## EXERCISE OBJECTIVE
Locate every line in the records below that contains the word "water", and copy each of those lines.

## Records from a dataset
-=-=-=-=-

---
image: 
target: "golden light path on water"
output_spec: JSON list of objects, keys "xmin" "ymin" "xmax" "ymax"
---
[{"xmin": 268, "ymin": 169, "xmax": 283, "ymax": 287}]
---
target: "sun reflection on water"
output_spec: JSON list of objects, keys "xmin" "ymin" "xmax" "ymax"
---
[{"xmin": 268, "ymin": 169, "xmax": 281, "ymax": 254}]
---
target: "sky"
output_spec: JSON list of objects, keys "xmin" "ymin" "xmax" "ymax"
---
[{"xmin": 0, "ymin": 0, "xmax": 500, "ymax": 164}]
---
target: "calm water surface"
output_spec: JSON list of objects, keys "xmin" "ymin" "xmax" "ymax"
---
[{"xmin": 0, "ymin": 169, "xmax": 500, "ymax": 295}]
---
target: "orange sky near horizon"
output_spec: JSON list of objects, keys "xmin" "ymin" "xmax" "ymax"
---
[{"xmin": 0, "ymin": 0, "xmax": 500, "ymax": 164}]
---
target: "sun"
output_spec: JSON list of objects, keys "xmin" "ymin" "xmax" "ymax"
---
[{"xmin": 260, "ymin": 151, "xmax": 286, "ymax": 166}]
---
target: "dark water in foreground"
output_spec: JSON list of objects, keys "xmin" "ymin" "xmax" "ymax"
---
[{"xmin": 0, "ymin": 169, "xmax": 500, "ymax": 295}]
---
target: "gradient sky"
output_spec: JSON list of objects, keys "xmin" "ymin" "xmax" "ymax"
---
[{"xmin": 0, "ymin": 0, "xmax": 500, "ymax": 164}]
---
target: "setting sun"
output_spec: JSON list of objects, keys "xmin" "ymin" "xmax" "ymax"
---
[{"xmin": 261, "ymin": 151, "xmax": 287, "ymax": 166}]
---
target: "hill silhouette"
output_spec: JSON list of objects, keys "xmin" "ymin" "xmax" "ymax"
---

-=-=-=-=-

## FINISHED ANSWER
target: "golden light path on water"
target: "sun reflection on water"
target: "calm water surface"
target: "dark water in foreground"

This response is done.